INFORMATION SHOWN

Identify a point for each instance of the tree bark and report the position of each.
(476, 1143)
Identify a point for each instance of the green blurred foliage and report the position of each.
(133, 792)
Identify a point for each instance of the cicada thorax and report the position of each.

==

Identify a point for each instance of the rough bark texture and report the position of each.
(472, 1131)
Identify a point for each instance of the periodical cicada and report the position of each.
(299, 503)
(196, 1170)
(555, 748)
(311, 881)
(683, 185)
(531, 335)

PROMPT
Give again, word for word, every line of the listing above from the one with "Identify a point for each instance of the tree" to the one with "Identify a point for each instance of the cicada", both inclusive, and nothing beyond them.

ANSWER TO THE PROBLEM
Identify a point for each instance of the tree bark and report the position of each.
(476, 1143)
Identify a point for each instance of the green blurred foliage and report the position of each.
(133, 792)
Identify a point for each instance of the cicada thorax and report the position of each.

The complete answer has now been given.